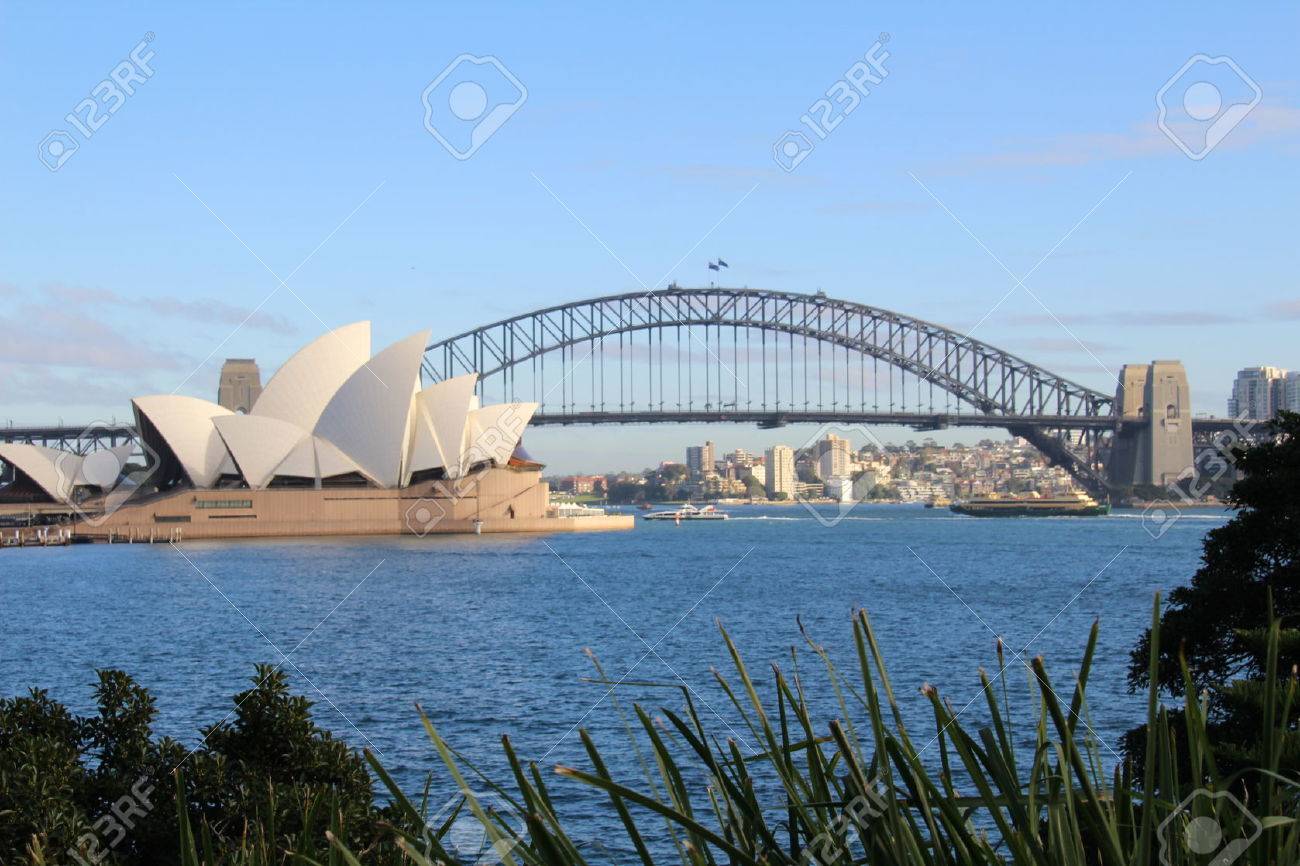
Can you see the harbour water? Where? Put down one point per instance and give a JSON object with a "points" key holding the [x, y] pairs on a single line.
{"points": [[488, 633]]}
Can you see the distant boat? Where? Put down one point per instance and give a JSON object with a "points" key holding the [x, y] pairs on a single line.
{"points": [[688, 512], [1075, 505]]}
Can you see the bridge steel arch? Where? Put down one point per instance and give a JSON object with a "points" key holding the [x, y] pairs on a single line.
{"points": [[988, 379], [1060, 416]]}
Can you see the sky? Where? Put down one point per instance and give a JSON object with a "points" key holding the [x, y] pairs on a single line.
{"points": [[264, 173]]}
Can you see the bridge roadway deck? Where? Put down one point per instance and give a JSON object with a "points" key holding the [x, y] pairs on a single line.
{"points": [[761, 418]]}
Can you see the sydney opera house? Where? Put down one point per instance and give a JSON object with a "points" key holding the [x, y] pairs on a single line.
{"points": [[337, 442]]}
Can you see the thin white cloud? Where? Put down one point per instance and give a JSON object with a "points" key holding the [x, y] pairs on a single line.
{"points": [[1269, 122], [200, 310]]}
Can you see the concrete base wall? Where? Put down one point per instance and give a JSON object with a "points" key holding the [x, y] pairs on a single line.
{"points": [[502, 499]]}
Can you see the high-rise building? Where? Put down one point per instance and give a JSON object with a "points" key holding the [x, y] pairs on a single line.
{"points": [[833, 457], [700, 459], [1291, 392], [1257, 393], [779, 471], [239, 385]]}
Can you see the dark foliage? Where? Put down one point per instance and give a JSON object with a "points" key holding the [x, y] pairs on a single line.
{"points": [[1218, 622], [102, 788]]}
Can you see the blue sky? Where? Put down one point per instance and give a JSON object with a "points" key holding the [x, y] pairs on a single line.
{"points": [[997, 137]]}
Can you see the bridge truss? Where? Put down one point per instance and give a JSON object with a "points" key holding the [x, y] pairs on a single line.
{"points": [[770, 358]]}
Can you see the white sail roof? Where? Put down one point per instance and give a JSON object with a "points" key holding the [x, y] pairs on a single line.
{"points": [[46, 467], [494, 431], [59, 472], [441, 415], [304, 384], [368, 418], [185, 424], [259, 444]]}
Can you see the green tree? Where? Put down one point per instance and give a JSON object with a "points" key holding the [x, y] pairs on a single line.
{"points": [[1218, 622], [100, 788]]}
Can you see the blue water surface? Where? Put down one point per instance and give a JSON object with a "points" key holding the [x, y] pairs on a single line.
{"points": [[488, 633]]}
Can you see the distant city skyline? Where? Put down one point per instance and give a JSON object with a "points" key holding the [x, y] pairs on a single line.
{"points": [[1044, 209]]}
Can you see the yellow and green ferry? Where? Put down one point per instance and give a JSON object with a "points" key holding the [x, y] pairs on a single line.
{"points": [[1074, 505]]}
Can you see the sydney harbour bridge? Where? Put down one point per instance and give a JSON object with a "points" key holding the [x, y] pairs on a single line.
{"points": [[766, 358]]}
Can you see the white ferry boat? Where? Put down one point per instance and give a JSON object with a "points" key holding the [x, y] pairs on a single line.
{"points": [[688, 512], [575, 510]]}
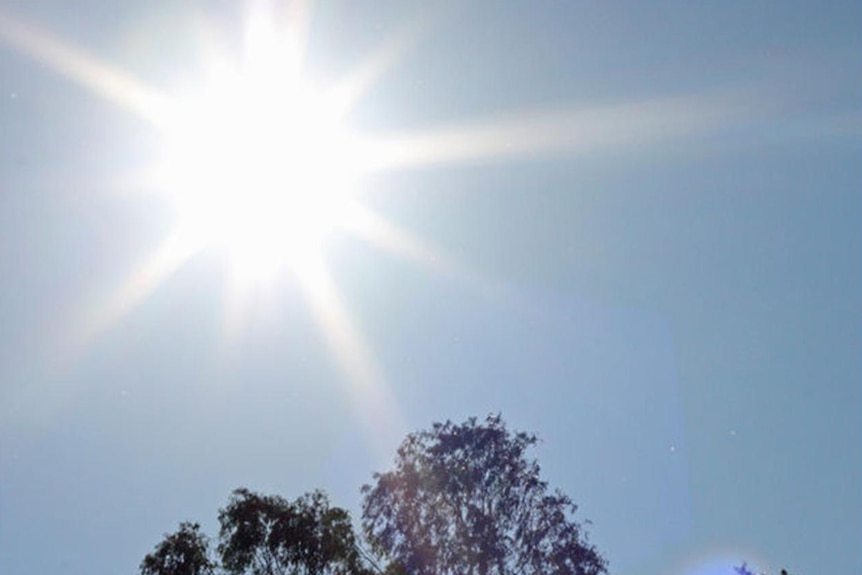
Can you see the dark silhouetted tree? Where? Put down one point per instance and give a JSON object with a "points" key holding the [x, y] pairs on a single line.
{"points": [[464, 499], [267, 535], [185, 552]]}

+ + + + +

_Work to do_. Render the material as a JSON list of strings, one per line, beginning with the line that contains "Can you see the white ferry" and running through the end of the material. Omit blank lines and leave the pictures out.

_The reply_.
[
  "Can you see the white ferry boat? Where? Put down one point per instance and give a JSON object with a \"points\" key holding the [x, y] pairs on a single line.",
  "{\"points\": [[688, 512], [575, 510]]}",
  "Can you see the dark silhouetted tree? Where? Put down one point per instance and give a JSON object with a \"points\" key holding the [x, y] pairs on a single line.",
  "{\"points\": [[464, 499], [267, 535], [185, 552]]}"
]